Isometrics and Muscle Cramps are something that come up from time to time. In this article I am going to briefly explain what a muscle cramp is and how they can occur during isometrics practice and better still - how to avoid it. ;-)
A muscle cramp is an acute, suddenly occurring involuntary muscle contraction. It is an excessive shortening of the muscle tissue and causes mild-to-excruciating pain, luckily however it is temporary and not permanently damaging.
The pain can be so severe that it can result in paralysis-like freezing and immobility of the affected muscle(s).
While usually very sudden in onset they resolves spontaneously, often within seconds, however they can take up to several minutes, or even hours.
There are two major categories of muscle cramps with skeletal muscle tissue. Both of these can relate to the practice of Isometrics.
The first common cause is the actual fatigue of the muscle - which is kind of assume! You've performed an isometric contraction so hard that you've fried your muscles! Obviously that's NOT THE GOAL.
And I've had people ask me about this before - YOU SHOULD NOT GO TO A POINT WHERE YOUR MUSCLES CRAMP.
It's not beneficial.
^^^^^^^^^^^^^^^^
# What needs to be done
Translate this sentence from the muscle cramp article into Spanish: "A muscle cramp is an acute, suddenly occurring involuntary muscle contraction."

# Dataset
^^^^^^^^^^^^^^^^
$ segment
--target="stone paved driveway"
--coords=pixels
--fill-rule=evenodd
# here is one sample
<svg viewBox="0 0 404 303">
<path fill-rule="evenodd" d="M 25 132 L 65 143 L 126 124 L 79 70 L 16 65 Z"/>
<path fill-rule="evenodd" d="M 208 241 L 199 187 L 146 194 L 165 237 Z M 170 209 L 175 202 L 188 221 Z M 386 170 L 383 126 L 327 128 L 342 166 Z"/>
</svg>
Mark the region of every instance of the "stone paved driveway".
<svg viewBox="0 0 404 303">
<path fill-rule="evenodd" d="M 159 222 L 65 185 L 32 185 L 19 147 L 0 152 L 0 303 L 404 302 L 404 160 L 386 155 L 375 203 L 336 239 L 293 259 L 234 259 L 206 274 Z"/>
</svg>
^^^^^^^^^^^^^^^^
# Output for this task
Un calambre muscular es una contracción muscular involuntaria, aguda y de aparición repentina.